В отличие от многих своих современников и предшественников, Метьюрин не пытался написать нарратив на готические темы, пересказать кошмар. Сравните произведение Метьюрина с обычным литературным рассказом о кошмаре, например сном Татьяны, в котором Пушкин передает нам только фабулу, но не заставляет нас в полной мере пережить чувства, испытанные во сне Татьяной. У Метьюрина была совсем другая задача — со всей возможной точностью передать переживание ментального акта во всей его полноте и непосредственности. Читателя захватывает разворачивающееся действие, но, несмотря на то что читатель успел глубоко погрузиться в него, оно в любой момент может оборваться и перетечь в другой сон, в другой кошмар. Единство замыслу придает личность Джона Мельмота — намеренно не до конца отделимого от его ужасного предка, Мельмота-Скитальца.
В чем особенность темпоральности кошмара? Что требуется для ее передачи? Прежде всего, отвечает Метьюрин, время кошмара обратимо и прерывно. К нему не применимы — или применимы с большой поправкой — категории настоящего, прошлого и будущего. Поэтому повествование обрывается, забегает вперед и возвращается вспять во времени. А как поступили бы вы, если бы перед вами стояла такая задача, уважаемый читатель? Но, поскольку Метьюрин остается пленником еще не «деконструированного» рассказа, время кошмара вынуждено встраиваться в темпоральность обычного нарратива. У текста Метьюрина обнаруживаются две темпоральности, два враждебных, взаимоисключающих способа восприятия времени: внутренняя темпоральность кошмара и внешняя — линейного и хронологически упорядоченного нарратива.

** ЗАПИСИ НАБОРА ДАННЫХ **
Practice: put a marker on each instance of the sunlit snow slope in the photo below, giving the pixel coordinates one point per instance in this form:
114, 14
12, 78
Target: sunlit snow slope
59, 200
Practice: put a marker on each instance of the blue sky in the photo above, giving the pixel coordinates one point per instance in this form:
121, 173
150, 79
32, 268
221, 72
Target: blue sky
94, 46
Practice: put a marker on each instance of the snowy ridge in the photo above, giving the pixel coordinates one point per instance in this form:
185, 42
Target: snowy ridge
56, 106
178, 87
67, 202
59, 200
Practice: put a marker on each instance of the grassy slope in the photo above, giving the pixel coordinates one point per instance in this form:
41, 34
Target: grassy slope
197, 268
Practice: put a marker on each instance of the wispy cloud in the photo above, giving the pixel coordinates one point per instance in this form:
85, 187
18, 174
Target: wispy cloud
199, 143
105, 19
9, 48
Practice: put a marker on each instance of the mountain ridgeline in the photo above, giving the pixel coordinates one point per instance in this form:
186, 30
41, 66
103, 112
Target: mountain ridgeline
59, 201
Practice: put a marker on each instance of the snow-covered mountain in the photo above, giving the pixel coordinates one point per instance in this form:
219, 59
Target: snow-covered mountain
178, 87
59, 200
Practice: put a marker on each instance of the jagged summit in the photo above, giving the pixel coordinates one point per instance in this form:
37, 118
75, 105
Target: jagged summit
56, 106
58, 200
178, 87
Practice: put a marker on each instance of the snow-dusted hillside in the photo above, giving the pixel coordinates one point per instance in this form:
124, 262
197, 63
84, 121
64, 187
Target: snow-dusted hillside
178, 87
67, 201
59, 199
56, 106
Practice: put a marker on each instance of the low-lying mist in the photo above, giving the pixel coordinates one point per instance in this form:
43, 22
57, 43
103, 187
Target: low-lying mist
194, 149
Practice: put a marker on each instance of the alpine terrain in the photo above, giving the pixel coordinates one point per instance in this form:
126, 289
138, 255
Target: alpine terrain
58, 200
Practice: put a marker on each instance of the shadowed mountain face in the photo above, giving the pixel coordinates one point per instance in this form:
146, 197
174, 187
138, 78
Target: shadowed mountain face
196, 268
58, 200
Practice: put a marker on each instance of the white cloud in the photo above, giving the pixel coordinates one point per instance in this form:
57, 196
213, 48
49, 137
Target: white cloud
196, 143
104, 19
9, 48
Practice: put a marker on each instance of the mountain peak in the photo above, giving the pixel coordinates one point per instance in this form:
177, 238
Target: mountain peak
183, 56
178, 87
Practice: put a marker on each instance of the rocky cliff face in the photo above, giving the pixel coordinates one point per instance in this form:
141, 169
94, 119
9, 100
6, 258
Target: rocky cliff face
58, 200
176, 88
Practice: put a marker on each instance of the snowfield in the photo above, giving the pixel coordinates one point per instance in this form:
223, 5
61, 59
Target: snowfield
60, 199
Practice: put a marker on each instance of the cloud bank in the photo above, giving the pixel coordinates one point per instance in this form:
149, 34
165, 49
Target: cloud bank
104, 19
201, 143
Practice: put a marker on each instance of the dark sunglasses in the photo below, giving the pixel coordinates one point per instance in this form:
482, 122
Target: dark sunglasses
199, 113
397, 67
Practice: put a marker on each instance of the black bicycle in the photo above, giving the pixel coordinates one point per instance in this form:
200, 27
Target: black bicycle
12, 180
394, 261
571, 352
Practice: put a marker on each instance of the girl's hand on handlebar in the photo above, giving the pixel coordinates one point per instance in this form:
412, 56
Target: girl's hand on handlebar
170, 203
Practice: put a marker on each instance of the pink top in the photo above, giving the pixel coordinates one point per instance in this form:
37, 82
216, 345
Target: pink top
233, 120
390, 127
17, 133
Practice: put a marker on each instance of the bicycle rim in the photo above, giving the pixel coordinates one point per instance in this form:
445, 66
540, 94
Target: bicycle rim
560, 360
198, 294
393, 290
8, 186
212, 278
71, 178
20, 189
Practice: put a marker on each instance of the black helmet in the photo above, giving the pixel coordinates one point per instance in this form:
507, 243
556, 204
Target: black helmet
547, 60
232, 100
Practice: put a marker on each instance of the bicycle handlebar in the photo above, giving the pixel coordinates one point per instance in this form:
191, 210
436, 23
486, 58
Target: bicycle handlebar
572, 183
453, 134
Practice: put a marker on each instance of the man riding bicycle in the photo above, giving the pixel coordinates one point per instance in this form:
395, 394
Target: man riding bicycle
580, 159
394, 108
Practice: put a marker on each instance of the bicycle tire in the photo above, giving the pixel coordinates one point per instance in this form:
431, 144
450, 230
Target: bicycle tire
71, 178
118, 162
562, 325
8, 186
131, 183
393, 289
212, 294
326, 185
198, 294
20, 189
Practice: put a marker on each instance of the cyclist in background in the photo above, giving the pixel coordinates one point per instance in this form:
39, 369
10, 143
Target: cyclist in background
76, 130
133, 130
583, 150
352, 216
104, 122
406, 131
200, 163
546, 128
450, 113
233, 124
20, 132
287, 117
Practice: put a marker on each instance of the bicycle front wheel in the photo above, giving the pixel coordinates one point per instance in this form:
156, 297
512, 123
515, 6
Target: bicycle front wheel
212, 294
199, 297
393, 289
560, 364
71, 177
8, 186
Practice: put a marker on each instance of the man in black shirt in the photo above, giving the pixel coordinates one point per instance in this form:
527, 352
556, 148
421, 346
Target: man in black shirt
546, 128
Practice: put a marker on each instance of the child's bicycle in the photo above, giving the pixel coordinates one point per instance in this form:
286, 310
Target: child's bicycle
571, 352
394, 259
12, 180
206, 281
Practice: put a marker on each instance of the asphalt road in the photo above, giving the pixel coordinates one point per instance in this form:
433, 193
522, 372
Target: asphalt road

** ОПИСАНИЕ ЗАДАНИЯ **
Пожалуйста, выпишите дословно из фрагмента о Метьюрине отрывок, который начинается словами «В чем особенность» и продолжается до слов «хронологически упорядоченного нарратива.» включительно.

** ПИСЬМЕННЫЙ ОТВЕТ **
В чем особенность темпоральности кошмара? Что требуется для ее передачи? Прежде всего, отвечает Метьюрин, время кошмара обратимо и прерывно. К нему не применимы — или применимы с большой поправкой — категории настоящего, прошлого и будущего. Поэтому повествование обрывается, забегает вперед и возвращается вспять во времени. А как поступили бы вы, если бы перед вами стояла такая задача, уважаемый читатель? Но, поскольку Метьюрин остается пленником еще не «деконструированного» рассказа, время кошмара вынуждено встраиваться в темпоральность обычного нарратива. У текста Метьюрина обнаруживаются две темпоральности, два враждебных, взаимоисключающих способа восприятия времени: внутренняя темпоральность кошмара и внешняя — линейного и хронологически упорядоченного нарратива.